* **EXTRACTED TEXT**:
Macroscopic evaluation of the abdominal cavity at the 30th, 60ht and 120th days displayed the following results: in group I thin commissures between the edges of the mesh and internal organs are observed, the mesh is well-adhered on the part of the abdominal wall; in group II – rough commissures between the entire surface of mesh and the internal organs is observed, abdominal wall along with the mesh forms a thick inflammatory infiltrate; in group III – sporadic commissures between internal organs are observed, the mesh has partly adhered on the part of aponeurosis. In all cases, the signs of chronic inflammation were observed, in 2 cases – abscesses in the abdominal wall with rejection of the implanted mesh; in group IV – sporadic commissures in the abdominal cavity.
The results of histological studies are the most indicant in animals who were euthanized on the 120th day, due to the best adherence of the mesh with the connective tissue and the formation of mature postoperative cicatrix.
The results of the study showed that in animals of group I with intraperitoneal placement of composite mesh implant with adhesive coating, the uniform adhesion of the mesh with connective tissue was observed with minimal signs of inflammation, formation of neoperitoneum (mesh was covered with a layer of mesothelium on the part of the abdominal cavity) which prevented the mesh implant from adherence to internal organs, while the intraperitoneal placement of polypropylene mesh was accompanied by chronic inflammation, the formation of abscesses, severe coalescence of the intestine with the mesh, leading to intestinal obstruction. This fact confirms the need to use only intraperitoneal alloplasty and only special mesh with adhesive coating.
The use of intraperitoneal alloplasty as compared with the «onlay» method has a significant advantage. This is confirmed by severe inflammation of muscle-aponeurotic tissue, hypoderm and skin, wound suppuration, abscess formation, rejection of polypropylene mesh implant at its subcutaneous location.
From 2009 to 2014 in the Ukrainian center of surgical treatment of abdominal hernias 82 patients with incisional ventral hernias of gigantic sizes using intraperitoneal alloplasty underwent surgery. Patients were aged from 30 to 80. The results showed that intra-abdominal pressure in the postoperative period was at 5±2.1 mm Hg; abdominal compartment of the syndrome was not observed. Seroma was observed in 6 (7.3±2.9)% patients, suppuration of surgical wound – in 2 (2.4±1.7)%, chronic infiltrate – in 2 (2.4±1.7)%, ligature fistulas of the anterior abdominal wall – in 1 (1.2 ± 1.2)%, meshoma was not observed, inpatient periods were 7±1,2 days.

* **EXERCISE AIM**: Please translate this sentence from the hernia mesh study above into Spanish: "The use of intraperitoneal alloplasty as compared with the «onlay» method has a significant advantage."

* **DATA EXCERPTS**:
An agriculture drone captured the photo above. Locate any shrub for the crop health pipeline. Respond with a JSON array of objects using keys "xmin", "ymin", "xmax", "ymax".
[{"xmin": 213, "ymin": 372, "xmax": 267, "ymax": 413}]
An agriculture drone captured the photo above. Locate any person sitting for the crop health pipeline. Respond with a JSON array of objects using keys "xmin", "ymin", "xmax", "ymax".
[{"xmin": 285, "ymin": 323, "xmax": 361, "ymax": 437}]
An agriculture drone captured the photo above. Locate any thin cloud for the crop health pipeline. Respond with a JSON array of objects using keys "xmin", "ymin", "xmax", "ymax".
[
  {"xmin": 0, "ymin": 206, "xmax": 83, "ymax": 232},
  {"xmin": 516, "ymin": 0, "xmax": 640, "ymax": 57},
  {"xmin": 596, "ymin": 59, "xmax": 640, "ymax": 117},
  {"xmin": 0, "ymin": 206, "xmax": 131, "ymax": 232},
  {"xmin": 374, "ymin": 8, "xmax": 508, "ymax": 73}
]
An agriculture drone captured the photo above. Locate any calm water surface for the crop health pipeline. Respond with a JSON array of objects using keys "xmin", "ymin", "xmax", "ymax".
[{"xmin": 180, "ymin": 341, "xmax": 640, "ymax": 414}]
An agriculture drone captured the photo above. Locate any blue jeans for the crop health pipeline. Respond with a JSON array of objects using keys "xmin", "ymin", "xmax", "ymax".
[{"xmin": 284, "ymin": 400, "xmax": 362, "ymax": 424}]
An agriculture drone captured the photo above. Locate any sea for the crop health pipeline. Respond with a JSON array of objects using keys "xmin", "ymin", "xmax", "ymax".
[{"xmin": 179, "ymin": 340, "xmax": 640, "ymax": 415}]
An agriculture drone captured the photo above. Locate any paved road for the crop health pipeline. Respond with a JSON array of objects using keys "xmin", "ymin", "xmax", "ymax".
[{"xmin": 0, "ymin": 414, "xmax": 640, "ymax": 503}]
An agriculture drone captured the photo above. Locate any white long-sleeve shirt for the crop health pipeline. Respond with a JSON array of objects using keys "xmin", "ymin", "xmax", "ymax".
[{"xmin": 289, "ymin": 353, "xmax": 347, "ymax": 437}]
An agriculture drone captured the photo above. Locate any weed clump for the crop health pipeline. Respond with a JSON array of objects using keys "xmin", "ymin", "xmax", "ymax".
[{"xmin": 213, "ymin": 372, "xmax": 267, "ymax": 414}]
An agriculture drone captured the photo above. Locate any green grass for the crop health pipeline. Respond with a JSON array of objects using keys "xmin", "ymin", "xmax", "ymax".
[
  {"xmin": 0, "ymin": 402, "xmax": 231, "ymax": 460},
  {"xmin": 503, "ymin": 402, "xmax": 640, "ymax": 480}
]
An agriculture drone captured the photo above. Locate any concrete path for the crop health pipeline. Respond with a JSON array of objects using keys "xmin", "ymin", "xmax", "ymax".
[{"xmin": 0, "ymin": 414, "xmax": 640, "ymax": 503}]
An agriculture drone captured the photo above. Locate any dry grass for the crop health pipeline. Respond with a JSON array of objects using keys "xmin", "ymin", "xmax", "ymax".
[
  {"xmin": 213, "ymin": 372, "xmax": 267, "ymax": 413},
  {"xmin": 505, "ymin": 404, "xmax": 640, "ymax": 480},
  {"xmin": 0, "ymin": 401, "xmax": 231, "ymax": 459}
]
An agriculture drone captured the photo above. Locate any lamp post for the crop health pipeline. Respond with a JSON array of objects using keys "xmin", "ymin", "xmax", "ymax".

* **TASK ANSWER**: El uso de la aloplastia intraperitoneal, en comparación con el método «onlay», tiene una ventaja significativa.